◆ **TO DO**:
The lines to repeat are those below from the one containing "Mark the spectator in stands with a point." down to the one containing "Mark the stadium seat with a point.", both included; reproduce them exactly and nothing else.
|---|
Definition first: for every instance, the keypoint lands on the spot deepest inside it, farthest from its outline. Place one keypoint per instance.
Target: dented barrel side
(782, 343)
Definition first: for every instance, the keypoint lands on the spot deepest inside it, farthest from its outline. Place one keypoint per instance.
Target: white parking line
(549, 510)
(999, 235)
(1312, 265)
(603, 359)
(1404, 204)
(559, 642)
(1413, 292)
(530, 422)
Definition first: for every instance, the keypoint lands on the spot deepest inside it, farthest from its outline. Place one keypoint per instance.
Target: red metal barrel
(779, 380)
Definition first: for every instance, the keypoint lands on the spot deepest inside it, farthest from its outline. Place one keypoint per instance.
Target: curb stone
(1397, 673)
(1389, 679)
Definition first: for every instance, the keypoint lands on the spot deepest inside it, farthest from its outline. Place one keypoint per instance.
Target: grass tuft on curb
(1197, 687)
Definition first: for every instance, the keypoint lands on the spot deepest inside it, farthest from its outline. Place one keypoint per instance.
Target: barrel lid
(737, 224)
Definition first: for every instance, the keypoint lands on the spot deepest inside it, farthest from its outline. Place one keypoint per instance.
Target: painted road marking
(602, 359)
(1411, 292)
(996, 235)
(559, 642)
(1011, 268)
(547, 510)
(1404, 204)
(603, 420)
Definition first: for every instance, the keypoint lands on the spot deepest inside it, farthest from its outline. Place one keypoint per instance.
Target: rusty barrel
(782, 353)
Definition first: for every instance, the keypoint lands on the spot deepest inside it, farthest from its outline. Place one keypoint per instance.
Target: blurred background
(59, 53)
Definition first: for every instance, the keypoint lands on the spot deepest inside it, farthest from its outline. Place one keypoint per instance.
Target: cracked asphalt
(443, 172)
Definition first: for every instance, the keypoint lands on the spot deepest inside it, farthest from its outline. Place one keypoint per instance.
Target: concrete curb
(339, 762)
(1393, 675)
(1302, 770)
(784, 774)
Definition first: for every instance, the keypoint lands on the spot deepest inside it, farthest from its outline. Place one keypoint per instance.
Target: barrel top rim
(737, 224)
|---|
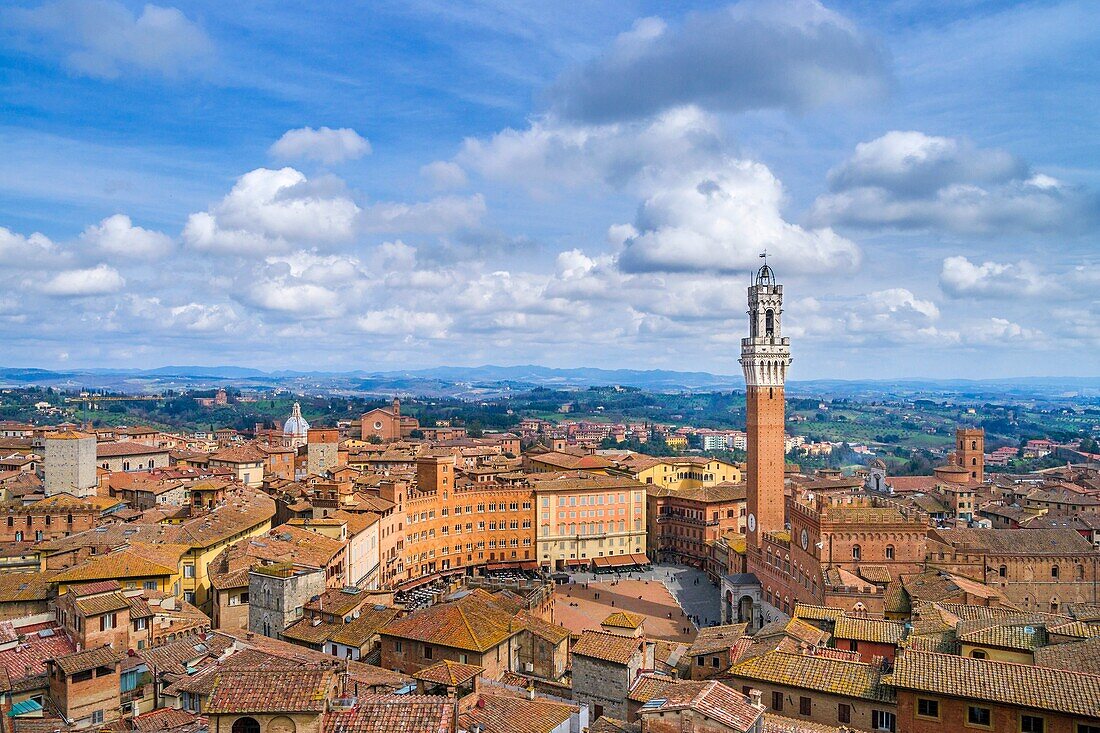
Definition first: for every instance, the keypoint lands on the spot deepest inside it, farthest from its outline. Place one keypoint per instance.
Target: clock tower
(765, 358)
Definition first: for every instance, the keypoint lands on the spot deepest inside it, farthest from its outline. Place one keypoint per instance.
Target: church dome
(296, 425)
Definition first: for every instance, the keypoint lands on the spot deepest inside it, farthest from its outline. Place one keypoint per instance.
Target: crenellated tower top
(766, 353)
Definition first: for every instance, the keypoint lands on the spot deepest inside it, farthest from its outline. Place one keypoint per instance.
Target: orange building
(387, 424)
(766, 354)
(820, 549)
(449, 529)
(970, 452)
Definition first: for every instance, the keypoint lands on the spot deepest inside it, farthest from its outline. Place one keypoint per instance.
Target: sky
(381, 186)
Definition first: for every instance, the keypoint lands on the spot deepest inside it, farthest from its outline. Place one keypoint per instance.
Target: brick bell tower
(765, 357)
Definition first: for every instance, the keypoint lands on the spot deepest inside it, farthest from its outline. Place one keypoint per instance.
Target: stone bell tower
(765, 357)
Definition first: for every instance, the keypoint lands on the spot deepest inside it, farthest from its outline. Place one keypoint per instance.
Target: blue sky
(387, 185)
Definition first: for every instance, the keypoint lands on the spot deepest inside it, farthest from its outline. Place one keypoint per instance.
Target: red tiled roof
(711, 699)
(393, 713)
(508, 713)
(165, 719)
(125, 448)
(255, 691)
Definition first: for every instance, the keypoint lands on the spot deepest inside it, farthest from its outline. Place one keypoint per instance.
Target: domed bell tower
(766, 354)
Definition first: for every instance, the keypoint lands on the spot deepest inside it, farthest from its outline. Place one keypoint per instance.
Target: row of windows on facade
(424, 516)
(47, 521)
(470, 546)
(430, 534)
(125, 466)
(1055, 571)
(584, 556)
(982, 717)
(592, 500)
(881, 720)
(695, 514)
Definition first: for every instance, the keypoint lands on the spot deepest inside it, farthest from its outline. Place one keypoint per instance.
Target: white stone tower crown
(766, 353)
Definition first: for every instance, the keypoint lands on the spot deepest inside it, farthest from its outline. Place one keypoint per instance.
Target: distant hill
|---|
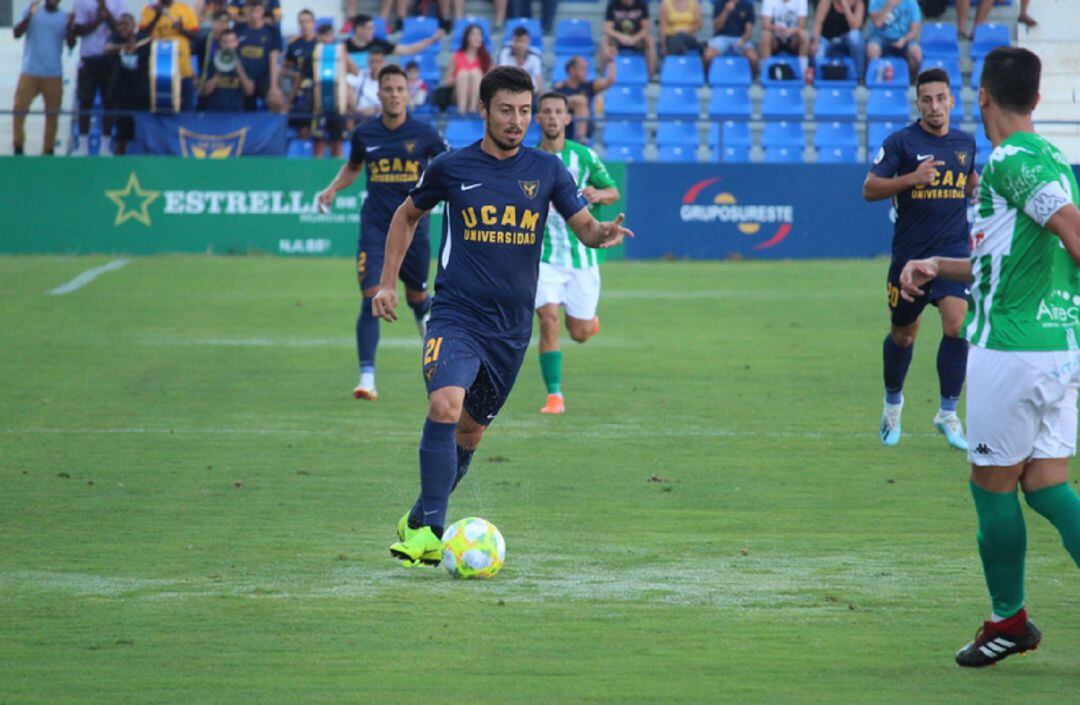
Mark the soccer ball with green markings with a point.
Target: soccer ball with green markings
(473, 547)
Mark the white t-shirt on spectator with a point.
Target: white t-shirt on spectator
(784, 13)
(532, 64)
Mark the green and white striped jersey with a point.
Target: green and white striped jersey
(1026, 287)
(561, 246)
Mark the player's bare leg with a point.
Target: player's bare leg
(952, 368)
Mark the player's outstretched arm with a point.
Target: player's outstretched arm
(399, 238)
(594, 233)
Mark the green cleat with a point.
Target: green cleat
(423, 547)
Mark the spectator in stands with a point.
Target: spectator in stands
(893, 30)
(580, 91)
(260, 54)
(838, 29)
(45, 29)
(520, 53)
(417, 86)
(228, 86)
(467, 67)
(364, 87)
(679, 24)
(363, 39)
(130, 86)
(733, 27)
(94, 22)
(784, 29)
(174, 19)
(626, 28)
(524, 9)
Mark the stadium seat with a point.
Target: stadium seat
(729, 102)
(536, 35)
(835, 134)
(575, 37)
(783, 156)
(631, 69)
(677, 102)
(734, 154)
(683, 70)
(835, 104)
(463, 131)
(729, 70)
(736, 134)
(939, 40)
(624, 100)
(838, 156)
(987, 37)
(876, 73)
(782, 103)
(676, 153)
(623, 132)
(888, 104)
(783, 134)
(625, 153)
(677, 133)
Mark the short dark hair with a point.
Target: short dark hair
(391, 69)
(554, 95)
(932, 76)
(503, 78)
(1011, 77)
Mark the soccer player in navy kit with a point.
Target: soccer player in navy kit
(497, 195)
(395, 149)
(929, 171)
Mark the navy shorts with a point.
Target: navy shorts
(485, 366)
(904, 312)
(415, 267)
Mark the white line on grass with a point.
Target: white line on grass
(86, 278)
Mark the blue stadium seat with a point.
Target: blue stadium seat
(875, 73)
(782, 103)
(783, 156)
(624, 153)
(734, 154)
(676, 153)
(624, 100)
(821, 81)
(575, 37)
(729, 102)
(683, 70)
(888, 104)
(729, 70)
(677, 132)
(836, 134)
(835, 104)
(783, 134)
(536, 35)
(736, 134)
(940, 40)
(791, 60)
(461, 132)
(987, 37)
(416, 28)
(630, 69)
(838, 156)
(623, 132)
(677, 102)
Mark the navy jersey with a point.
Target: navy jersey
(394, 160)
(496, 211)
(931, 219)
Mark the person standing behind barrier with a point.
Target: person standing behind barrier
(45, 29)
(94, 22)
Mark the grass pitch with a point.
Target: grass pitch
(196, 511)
|---|
◆ **FINISHED TASK**:
Mark the spectator in stands with a point.
Target: spectator in stands
(893, 30)
(580, 91)
(260, 54)
(838, 29)
(45, 29)
(520, 53)
(417, 86)
(228, 86)
(467, 67)
(364, 87)
(679, 24)
(363, 39)
(130, 86)
(733, 27)
(94, 22)
(784, 29)
(174, 19)
(626, 28)
(524, 9)
Mark the stadium seat with a point.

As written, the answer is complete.